Please copy every line of the items below that contains the word "spike", matching its case exactly.

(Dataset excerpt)
>> BEGIN
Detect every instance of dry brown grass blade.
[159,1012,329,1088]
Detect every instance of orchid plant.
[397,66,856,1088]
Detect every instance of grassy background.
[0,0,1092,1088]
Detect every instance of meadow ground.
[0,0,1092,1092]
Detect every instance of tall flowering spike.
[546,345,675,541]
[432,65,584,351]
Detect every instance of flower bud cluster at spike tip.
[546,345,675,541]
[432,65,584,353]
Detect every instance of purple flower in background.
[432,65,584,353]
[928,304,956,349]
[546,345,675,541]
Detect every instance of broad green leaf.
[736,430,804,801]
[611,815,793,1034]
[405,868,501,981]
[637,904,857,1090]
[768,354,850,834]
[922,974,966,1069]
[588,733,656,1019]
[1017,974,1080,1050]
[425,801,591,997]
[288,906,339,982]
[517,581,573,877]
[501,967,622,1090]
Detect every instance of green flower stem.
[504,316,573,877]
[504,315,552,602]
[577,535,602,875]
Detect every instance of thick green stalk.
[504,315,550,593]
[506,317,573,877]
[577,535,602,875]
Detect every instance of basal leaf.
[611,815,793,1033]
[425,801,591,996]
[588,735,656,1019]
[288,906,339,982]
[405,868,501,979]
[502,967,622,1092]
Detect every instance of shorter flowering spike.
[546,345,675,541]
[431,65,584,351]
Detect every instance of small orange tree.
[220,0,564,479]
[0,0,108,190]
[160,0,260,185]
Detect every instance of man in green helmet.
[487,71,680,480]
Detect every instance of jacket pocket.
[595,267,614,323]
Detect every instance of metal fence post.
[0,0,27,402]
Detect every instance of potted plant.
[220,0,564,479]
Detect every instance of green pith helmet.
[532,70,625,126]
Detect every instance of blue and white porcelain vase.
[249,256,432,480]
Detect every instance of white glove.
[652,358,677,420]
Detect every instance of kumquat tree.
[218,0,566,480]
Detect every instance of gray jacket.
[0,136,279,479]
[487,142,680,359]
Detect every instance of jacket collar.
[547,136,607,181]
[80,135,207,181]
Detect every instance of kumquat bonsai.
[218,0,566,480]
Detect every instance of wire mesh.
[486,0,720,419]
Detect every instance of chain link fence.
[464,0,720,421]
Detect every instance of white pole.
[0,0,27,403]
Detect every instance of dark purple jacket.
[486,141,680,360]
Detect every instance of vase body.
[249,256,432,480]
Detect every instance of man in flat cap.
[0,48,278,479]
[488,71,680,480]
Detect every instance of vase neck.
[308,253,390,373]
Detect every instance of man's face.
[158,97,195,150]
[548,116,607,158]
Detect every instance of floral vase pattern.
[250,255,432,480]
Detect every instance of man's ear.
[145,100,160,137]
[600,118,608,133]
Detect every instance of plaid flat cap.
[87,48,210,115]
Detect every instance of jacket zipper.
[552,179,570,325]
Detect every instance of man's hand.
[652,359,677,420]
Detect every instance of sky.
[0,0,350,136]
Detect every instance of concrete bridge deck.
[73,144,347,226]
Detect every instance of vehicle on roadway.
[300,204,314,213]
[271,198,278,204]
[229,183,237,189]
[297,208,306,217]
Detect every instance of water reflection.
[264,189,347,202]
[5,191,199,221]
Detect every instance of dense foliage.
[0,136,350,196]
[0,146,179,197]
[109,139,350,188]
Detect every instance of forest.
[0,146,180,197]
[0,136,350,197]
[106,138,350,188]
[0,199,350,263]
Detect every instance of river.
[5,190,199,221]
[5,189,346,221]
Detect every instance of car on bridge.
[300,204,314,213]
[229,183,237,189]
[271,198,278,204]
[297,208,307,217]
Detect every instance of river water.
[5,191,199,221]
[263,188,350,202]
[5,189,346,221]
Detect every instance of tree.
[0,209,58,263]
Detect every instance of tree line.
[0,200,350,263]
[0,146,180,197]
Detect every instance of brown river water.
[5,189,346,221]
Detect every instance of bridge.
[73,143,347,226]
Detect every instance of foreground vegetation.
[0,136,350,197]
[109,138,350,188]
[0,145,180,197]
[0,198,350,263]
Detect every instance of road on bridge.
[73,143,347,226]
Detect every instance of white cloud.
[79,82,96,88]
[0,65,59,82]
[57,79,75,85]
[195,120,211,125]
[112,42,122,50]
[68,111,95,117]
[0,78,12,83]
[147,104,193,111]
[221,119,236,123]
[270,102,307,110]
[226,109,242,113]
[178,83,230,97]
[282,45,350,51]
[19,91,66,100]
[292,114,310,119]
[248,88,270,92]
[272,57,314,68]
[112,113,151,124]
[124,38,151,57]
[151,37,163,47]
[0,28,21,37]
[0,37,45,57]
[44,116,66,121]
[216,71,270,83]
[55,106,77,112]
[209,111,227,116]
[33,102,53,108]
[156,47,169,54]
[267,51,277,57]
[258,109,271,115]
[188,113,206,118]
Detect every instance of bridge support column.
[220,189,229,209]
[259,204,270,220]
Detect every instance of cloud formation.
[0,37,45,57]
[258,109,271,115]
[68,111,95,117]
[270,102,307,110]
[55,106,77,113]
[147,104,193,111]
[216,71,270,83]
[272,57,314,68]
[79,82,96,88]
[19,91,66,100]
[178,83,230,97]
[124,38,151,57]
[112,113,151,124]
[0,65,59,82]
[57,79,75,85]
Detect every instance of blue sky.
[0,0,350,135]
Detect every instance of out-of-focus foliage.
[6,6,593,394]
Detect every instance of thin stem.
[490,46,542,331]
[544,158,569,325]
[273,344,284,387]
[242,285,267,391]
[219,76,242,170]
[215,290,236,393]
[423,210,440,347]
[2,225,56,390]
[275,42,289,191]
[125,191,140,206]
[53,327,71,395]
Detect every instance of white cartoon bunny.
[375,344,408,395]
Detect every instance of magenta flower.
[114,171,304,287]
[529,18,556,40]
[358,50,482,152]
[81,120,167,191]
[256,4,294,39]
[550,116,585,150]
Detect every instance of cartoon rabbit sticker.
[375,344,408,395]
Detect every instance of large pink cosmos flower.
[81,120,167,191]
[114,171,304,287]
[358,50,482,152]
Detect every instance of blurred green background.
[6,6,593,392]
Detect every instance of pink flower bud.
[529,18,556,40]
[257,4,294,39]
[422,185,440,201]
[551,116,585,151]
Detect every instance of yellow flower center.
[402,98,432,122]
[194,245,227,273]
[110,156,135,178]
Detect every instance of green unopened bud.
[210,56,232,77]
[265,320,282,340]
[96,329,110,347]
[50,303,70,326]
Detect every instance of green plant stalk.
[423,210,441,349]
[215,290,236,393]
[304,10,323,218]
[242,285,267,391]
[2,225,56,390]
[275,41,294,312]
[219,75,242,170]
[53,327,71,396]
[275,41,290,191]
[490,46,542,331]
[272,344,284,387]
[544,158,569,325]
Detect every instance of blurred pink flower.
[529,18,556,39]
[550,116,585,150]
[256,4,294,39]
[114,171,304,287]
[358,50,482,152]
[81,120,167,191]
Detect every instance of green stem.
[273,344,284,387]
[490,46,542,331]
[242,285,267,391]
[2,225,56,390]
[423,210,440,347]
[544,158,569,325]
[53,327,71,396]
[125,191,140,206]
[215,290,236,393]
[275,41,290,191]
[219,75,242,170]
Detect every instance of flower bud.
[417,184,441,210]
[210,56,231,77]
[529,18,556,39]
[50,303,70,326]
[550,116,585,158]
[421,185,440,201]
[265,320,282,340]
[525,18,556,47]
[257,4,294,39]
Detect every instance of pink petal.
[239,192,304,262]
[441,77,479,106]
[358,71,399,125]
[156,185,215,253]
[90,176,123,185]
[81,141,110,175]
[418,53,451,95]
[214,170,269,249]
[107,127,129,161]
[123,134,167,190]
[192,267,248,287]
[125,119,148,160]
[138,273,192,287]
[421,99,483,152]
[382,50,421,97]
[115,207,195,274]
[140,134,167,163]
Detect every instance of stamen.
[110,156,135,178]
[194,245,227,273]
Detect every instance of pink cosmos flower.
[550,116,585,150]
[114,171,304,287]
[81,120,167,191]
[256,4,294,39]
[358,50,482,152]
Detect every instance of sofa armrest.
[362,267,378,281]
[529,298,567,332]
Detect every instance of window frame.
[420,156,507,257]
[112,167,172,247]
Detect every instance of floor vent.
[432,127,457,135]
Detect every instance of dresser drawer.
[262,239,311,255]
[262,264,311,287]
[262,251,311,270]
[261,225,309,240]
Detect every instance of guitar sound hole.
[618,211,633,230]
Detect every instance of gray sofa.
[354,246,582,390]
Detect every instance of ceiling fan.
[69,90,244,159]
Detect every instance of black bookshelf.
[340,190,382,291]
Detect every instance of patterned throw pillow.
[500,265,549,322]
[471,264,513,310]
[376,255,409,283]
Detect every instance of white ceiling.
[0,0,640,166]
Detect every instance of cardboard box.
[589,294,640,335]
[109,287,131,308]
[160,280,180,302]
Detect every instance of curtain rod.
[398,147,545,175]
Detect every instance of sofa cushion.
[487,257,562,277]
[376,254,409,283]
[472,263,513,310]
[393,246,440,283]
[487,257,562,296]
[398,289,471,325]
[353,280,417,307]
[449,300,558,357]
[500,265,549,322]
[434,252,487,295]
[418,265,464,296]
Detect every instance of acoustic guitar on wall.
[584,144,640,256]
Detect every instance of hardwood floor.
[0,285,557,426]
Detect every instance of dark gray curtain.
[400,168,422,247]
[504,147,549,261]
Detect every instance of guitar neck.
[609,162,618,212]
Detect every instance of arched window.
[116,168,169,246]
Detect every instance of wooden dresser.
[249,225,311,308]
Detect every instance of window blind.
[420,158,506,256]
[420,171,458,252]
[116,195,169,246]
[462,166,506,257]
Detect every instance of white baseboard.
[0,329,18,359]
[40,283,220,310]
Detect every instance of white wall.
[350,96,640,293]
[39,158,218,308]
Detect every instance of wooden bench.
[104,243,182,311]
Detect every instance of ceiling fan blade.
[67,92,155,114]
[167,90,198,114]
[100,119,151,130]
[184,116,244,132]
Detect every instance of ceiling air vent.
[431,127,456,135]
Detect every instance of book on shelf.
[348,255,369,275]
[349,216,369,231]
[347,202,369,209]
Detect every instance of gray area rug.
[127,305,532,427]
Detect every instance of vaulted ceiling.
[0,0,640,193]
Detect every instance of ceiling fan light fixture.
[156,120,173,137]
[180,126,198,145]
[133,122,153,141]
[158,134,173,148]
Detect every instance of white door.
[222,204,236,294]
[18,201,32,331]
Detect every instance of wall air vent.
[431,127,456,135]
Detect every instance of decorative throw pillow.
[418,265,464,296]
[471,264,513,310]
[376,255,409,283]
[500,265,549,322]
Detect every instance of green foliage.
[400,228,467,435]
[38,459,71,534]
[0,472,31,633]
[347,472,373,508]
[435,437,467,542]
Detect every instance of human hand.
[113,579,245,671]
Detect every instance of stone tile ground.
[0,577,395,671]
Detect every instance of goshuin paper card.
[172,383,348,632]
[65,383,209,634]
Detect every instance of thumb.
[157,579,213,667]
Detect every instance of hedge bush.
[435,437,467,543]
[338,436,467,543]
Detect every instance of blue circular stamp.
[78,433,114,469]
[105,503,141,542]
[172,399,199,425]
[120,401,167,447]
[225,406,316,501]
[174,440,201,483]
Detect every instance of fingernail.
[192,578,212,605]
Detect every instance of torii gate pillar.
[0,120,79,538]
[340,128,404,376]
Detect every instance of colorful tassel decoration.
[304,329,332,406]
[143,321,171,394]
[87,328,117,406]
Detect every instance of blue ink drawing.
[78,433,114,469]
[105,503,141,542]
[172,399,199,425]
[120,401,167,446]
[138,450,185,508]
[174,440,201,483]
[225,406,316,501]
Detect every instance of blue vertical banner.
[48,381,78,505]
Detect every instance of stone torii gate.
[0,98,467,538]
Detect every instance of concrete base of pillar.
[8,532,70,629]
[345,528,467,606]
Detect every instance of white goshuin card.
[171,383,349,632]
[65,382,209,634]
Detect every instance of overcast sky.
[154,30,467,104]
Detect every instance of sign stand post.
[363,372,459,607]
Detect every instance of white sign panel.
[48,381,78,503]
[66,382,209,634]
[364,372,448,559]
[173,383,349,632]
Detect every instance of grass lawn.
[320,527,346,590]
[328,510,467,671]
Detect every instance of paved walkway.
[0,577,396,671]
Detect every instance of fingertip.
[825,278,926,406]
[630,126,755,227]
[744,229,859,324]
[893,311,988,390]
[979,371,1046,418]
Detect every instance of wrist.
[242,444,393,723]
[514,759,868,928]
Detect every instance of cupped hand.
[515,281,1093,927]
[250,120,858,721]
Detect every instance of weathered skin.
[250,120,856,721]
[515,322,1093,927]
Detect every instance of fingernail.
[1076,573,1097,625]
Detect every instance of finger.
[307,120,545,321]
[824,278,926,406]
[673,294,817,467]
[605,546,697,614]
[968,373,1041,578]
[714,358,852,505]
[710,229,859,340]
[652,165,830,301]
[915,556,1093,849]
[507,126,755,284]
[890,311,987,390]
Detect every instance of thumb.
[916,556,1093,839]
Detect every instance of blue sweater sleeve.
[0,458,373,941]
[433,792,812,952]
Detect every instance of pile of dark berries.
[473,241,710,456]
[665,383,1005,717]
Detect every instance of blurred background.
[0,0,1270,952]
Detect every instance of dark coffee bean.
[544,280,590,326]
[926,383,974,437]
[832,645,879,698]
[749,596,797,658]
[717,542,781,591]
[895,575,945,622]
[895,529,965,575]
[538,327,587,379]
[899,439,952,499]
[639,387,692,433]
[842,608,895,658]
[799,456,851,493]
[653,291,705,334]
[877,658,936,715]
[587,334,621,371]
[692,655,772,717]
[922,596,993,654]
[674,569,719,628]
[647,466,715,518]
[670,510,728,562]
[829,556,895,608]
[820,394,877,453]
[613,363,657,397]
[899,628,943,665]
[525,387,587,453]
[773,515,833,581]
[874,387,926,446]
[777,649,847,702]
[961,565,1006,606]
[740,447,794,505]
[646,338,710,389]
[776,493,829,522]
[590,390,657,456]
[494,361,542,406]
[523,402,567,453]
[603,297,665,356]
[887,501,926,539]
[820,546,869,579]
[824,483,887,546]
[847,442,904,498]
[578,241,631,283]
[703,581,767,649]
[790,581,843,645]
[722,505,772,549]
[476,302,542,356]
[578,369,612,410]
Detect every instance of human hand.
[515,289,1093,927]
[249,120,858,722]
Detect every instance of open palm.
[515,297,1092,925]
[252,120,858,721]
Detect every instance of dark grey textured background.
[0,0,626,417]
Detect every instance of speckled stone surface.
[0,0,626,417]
>> END
**Answer for this exercise**
Detect every instance of tall flowering spike.
Detect every instance of flower bud cluster at spike tip.
Detect every instance of shorter flowering spike.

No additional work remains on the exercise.